**Exercise goal:**
Can you return, unchanged, the lines of the data below, starting at the line containing "find balloon basket" and ending at the line containing "top-left (156, 207), bottom-right (180, 221)", with both of those lines included?

── Record excerpts ──

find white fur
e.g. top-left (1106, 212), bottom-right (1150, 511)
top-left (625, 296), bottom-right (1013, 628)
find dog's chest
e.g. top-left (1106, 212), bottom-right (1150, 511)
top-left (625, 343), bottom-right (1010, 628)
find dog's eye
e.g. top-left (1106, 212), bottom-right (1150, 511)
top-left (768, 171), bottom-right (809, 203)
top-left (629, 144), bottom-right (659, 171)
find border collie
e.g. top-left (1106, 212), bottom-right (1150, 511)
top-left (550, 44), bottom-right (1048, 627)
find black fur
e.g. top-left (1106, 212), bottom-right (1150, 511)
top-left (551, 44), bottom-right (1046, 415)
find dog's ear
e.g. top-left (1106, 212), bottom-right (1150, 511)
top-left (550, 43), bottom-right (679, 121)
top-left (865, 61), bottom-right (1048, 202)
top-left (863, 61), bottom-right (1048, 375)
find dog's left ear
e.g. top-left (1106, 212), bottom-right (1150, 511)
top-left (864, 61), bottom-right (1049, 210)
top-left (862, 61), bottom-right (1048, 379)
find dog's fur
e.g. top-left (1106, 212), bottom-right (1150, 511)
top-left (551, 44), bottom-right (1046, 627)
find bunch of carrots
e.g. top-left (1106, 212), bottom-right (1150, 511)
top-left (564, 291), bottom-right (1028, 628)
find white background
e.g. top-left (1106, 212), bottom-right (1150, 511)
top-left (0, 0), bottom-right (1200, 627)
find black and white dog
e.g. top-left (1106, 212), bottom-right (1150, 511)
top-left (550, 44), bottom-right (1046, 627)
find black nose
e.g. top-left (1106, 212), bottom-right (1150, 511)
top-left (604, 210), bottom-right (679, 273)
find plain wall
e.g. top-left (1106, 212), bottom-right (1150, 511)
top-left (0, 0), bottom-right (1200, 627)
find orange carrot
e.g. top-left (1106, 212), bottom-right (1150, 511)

───
── Record excerpts ──

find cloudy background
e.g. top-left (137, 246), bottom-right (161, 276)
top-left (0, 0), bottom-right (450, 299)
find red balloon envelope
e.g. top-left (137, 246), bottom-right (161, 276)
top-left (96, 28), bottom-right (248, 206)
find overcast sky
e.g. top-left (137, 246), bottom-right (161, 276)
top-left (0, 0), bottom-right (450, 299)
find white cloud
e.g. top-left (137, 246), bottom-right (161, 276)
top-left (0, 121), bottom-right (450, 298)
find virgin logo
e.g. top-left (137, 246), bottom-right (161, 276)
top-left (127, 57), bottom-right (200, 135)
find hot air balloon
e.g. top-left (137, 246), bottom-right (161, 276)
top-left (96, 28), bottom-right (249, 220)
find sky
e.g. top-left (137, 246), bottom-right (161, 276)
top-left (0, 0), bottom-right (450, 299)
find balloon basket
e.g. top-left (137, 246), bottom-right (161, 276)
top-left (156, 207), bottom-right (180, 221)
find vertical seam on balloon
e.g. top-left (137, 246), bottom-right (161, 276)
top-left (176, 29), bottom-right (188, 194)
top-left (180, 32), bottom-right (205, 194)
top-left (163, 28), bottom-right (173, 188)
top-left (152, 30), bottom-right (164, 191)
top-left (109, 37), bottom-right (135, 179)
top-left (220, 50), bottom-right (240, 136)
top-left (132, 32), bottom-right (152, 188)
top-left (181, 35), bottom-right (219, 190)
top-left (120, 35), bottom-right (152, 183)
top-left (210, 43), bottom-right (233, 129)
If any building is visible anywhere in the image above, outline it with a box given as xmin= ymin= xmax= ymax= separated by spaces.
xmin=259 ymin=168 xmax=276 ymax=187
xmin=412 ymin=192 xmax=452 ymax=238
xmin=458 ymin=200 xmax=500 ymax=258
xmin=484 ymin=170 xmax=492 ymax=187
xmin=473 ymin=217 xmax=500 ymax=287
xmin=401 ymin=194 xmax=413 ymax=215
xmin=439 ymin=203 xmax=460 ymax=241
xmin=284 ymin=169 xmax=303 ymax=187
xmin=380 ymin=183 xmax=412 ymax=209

───

**Written reply:**
find balloon basket
e.g. top-left (137, 246), bottom-right (161, 276)
top-left (156, 207), bottom-right (180, 221)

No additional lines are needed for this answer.